"""

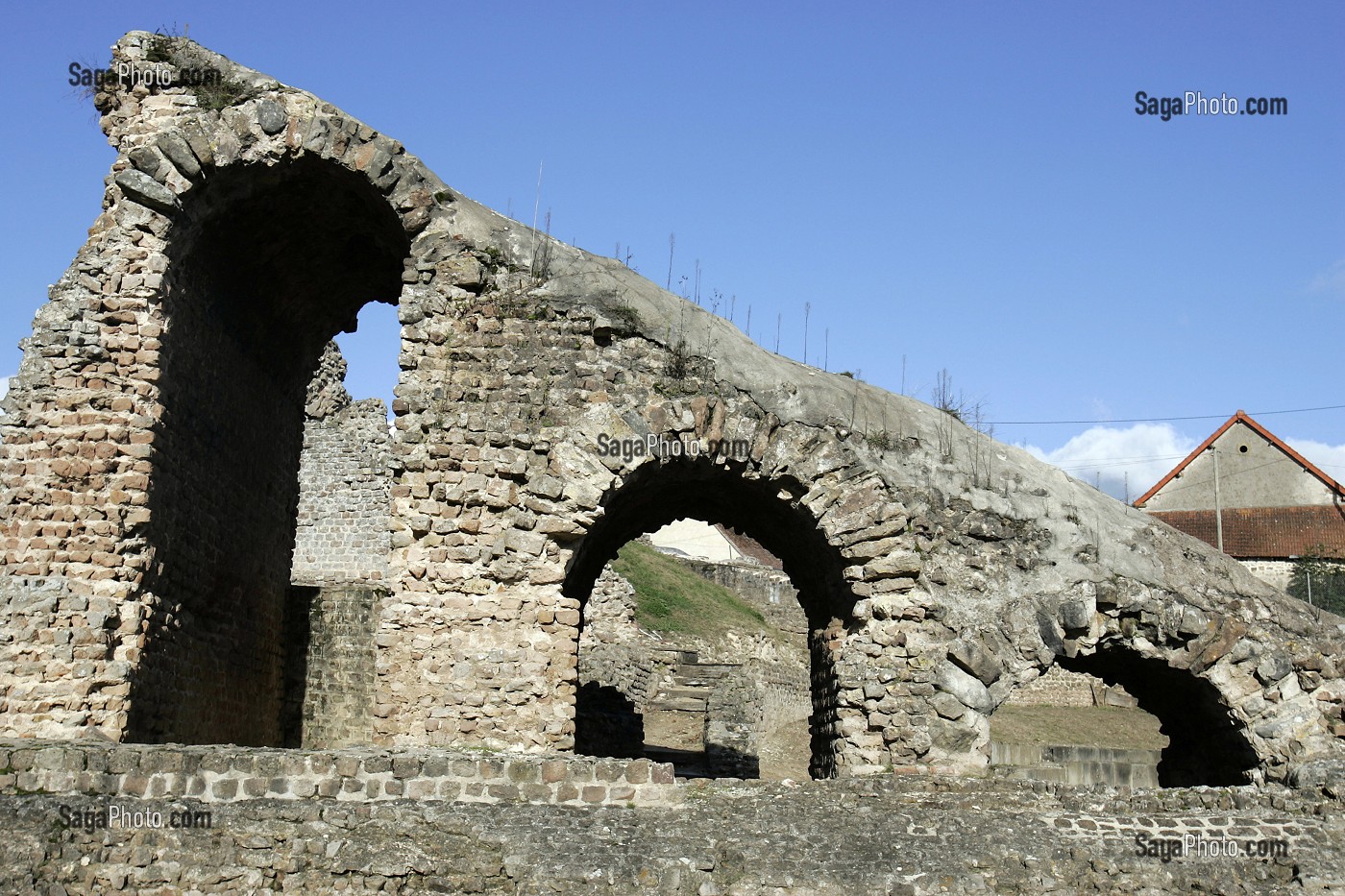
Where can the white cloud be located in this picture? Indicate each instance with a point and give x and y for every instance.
(1107, 455)
(1332, 281)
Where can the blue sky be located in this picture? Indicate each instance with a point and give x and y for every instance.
(947, 186)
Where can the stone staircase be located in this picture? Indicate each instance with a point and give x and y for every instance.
(674, 718)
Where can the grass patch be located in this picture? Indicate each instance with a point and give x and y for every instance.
(1115, 727)
(670, 597)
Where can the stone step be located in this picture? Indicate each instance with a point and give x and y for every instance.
(678, 705)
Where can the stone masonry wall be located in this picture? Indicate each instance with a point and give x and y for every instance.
(154, 435)
(1277, 573)
(342, 533)
(767, 590)
(336, 690)
(325, 822)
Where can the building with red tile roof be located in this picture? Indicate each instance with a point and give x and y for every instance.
(1251, 496)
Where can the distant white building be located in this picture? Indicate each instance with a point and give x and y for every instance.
(698, 540)
(1251, 496)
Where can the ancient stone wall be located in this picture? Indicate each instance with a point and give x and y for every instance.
(767, 590)
(333, 684)
(1277, 573)
(1062, 688)
(152, 448)
(345, 500)
(319, 822)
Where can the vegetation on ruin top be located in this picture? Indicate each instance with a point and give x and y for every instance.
(670, 597)
(1113, 727)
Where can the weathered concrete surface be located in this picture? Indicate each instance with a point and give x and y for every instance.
(154, 436)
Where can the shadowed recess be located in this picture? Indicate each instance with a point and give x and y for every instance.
(1206, 744)
(266, 264)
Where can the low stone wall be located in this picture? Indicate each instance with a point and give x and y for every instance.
(1277, 573)
(1075, 764)
(232, 774)
(767, 590)
(335, 680)
(345, 480)
(911, 835)
(1063, 688)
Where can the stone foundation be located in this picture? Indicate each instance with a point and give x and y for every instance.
(231, 774)
(914, 835)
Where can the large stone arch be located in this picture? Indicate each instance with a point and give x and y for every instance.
(266, 262)
(722, 490)
(972, 564)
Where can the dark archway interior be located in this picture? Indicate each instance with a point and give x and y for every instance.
(663, 492)
(1206, 742)
(266, 264)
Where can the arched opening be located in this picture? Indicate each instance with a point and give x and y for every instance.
(663, 492)
(1206, 742)
(266, 264)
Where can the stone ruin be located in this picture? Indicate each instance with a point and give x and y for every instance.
(208, 543)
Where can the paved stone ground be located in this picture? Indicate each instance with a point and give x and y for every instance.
(915, 835)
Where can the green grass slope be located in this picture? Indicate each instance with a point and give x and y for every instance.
(672, 599)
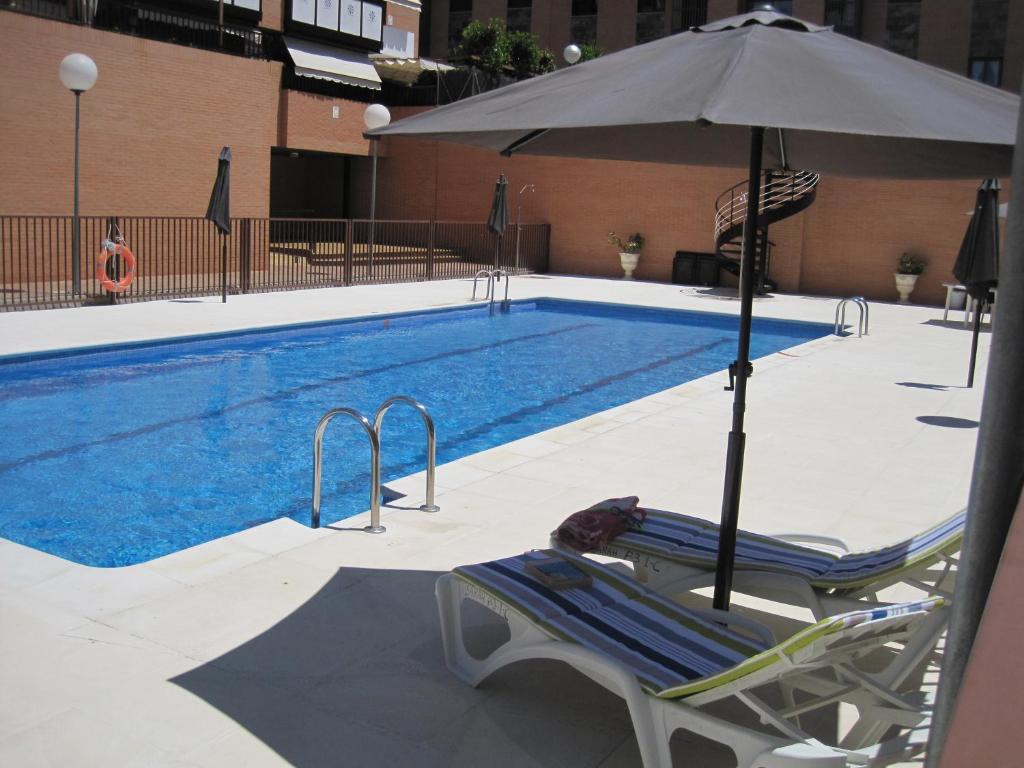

"""

§ **Task goal**: Copy out every line of the listing above word for word, with all the points, and leave out the pictures.

§ **Reply to the task**:
Where can the white cloud be located in this picture? Indicate each instance with a point and give x and y for every instance.
(1107, 455)
(1332, 281)
Where can the blue sky be located in this picture? Indicate each instance with a point and give x and y for every instance.
(947, 186)
Where can the stone staircase be located in this picture? Indicate each instance with a point and give x and y for every instance.
(674, 718)
Where can the grass patch be located in this picture? Indicate each instance with a point and give x and y for every instance.
(1115, 727)
(670, 597)
Where can the stone step be located in this picture? Indicate each instance with a point and give x and y for every instance.
(678, 705)
Where can the stone masonry wall be located in this picture? Indicate each instance with a point and give x and y for every instance.
(154, 435)
(1277, 573)
(342, 533)
(767, 590)
(336, 690)
(325, 822)
Where can the building with red tile roof be located in this picture? Indicate each instance with a point and give x and y for every instance.
(1251, 496)
Where can the distant white building be located in this picture? Indicate each instance with a point and give x and y for every instance.
(698, 540)
(1251, 496)
Where can the ancient stone wall be located in this picture? Indicate each instance with a point and give x and y for every instance.
(767, 590)
(333, 684)
(1277, 573)
(1062, 688)
(152, 448)
(345, 500)
(319, 822)
Where can the vegetation on ruin top be located in this picture? Indicate each instance with a point and give x and y for every instance.
(670, 597)
(1113, 727)
Where can the weathered concrete surface be located in this picture? Indicate each instance with a point and give x and y for every instance.
(154, 436)
Where can the shadowed recess be located in this picture? Indicate each instance with a point and give x and y for every instance.
(1206, 744)
(266, 264)
Where can the low stone wall be located in this picture? Indicate each instance with a point and give x and y for every instance.
(1277, 573)
(1075, 764)
(232, 774)
(767, 590)
(335, 680)
(345, 480)
(911, 835)
(1063, 688)
Where can the stone foundation be located in this picture? Indicate each instance with a point and give x and y for every instance.
(231, 774)
(914, 835)
Where can the large stone arch be located in this picture? Indicate each instance with a point and give x and y for every instance.
(266, 262)
(722, 490)
(972, 564)
Where can the dark archway interior be located in this picture? Indicate each instance with a point and give x and y for every instance.
(663, 492)
(1206, 742)
(266, 264)
Where can the arched opening be located in this picture? Indicate each instance with a point and give x and y for every instance.
(663, 492)
(1206, 742)
(266, 264)
Where can the stone ruin be located in this picture? Indicate each instance with a point and give x and y for every instance.
(208, 543)
Where can the paved stone ground be located in this picture? Indicate each instance with a point and give x and y for every instance.
(915, 835)
Where can the green grass slope be located in this picture? Indicate each instance with a point and give x and y for every instance.
(672, 599)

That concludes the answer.